DATA SHOWN:

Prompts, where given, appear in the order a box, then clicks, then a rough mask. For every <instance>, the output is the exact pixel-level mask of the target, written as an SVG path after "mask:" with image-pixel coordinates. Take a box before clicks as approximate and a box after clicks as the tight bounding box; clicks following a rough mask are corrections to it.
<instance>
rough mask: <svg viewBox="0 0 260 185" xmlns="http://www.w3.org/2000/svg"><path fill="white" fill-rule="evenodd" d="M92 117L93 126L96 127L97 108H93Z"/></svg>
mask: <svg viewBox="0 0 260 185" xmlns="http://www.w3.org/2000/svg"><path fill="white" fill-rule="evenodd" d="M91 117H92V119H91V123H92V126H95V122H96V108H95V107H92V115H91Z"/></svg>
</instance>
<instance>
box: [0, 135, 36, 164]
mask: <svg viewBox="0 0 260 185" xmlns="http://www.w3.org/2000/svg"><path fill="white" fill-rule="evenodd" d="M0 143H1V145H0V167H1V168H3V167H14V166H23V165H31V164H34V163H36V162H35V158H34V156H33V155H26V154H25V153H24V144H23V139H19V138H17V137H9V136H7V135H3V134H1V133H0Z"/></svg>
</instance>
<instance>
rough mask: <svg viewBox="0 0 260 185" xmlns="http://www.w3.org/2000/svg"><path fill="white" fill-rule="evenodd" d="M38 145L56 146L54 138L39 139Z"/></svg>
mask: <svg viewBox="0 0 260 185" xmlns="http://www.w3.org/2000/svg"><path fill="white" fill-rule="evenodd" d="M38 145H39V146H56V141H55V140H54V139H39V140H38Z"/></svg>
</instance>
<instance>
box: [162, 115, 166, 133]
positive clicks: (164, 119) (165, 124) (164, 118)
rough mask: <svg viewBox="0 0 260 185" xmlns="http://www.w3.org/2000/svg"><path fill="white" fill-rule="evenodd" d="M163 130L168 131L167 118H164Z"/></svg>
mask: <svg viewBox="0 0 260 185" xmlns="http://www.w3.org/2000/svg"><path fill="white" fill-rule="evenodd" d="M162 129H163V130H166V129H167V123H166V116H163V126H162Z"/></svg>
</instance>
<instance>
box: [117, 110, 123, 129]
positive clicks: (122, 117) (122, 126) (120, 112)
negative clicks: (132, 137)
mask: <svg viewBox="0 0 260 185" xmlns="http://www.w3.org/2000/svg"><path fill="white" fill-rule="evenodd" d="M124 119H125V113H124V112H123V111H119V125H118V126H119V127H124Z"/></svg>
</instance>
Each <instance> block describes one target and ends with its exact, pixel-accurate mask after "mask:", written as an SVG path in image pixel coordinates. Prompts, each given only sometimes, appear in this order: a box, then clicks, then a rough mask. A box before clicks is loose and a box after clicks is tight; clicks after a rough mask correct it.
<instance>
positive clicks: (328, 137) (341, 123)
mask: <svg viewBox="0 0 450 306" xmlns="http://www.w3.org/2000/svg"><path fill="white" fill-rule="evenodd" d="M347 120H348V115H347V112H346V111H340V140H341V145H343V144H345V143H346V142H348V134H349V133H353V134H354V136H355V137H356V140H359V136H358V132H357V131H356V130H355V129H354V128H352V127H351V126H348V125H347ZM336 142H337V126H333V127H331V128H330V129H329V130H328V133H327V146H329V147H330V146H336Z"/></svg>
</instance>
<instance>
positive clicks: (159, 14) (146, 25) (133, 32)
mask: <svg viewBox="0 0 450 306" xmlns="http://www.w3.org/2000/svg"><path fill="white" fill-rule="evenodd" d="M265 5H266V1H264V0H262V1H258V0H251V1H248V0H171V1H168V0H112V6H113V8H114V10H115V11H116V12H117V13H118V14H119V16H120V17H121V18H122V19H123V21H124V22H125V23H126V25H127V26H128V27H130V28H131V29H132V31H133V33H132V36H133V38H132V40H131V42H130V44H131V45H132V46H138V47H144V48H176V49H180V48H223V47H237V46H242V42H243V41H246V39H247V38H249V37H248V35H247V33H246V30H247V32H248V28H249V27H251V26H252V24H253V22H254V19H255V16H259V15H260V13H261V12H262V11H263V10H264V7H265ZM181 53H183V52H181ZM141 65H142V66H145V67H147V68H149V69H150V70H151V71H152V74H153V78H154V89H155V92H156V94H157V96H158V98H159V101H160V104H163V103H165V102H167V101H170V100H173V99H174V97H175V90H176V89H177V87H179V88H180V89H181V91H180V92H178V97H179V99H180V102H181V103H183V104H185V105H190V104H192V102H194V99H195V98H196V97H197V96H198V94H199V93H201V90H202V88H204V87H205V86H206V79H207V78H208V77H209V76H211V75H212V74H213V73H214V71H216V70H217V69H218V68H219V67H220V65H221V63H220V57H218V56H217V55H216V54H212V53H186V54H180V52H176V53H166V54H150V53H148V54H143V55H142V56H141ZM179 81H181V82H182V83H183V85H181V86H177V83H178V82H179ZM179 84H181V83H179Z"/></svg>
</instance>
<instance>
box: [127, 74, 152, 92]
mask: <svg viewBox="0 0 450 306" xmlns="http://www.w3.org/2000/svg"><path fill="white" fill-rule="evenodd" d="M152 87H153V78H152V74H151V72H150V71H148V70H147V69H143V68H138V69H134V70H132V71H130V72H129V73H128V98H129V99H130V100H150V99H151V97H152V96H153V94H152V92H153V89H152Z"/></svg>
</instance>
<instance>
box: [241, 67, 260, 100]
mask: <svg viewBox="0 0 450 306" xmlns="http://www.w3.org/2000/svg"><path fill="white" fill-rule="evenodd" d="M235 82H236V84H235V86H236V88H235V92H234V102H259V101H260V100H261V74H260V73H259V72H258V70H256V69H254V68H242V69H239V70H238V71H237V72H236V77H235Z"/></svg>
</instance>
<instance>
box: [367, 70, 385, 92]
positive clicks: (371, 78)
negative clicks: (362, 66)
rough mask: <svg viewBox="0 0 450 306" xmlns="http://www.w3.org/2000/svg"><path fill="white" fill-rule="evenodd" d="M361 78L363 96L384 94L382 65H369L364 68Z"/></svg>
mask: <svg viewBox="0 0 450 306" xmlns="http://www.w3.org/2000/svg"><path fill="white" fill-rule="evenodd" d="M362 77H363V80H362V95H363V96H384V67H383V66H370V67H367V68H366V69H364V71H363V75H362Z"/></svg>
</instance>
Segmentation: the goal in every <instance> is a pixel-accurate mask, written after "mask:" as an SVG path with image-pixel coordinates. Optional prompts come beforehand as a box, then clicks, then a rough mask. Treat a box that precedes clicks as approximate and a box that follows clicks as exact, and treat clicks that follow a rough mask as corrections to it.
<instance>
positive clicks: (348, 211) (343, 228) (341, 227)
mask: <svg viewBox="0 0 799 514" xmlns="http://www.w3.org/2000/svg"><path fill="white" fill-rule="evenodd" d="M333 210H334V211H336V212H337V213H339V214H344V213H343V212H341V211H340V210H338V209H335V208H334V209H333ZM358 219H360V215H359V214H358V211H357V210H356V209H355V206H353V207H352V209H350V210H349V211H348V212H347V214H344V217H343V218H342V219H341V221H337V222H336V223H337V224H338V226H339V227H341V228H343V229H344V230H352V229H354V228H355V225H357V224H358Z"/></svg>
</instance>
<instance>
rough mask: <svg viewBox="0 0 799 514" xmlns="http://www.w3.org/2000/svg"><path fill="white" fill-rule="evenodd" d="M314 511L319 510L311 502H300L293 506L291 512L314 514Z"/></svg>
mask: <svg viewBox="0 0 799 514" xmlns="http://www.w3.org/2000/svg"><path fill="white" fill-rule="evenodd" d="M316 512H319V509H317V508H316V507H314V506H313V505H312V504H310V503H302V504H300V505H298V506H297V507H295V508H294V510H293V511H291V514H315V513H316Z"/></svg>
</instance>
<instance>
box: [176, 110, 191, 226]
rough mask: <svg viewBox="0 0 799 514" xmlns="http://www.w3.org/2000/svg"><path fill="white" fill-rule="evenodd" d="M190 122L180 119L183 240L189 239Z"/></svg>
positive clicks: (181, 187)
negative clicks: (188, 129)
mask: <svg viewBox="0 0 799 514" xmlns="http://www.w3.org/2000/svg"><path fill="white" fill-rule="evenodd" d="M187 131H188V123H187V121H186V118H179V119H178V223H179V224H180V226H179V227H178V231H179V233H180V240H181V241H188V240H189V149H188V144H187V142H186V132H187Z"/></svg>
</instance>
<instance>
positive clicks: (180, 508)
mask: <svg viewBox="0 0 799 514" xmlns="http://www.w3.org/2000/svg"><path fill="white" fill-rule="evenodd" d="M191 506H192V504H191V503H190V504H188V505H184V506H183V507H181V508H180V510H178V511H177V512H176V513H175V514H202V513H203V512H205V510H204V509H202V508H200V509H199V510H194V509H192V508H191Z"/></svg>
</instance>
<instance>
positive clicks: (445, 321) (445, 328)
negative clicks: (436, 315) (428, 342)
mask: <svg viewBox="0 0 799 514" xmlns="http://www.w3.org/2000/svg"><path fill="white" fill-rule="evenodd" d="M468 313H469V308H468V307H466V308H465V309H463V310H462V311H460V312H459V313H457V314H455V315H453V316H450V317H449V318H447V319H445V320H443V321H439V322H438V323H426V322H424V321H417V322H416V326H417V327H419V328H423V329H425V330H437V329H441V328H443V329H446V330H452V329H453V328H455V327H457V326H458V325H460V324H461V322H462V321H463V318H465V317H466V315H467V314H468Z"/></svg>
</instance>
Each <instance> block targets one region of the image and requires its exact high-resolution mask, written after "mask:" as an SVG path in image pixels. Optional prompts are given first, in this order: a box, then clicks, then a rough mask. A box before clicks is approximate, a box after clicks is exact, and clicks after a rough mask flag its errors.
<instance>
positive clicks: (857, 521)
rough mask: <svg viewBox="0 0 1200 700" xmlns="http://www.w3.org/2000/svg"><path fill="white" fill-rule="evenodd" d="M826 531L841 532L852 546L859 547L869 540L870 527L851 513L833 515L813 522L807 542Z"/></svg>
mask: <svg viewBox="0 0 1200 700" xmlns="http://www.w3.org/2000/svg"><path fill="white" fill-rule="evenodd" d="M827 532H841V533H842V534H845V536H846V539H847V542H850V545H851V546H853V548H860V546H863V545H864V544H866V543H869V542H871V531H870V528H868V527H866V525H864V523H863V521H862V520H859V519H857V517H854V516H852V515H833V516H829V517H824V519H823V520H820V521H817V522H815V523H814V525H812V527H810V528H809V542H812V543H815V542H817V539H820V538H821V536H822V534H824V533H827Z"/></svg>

ACTIVITY: Using the entries above, find all lines with "block". Copy them.

TASK SOLUTION:
Each <instance> block describes one target and ends with its exact, pixel-accurate mask after "mask:", written as an SVG path in image pixel coordinates. Prompts, each given only sometimes, appear in this order: a box, then clicks, then a rough mask. A box before clicks is loose and a box after clicks is tight; clicks after a rough mask correct it.
Each <instance> block targets one region of the image and requires its exact high-resolution mask, written after "mask:" as an SVG path in image pixels. Optional prompts are given first, in this order: a box, then clicks, then a rough mask. A box before clicks is approximate, a box after clicks is exact, and clicks after a rough mask flag its errors.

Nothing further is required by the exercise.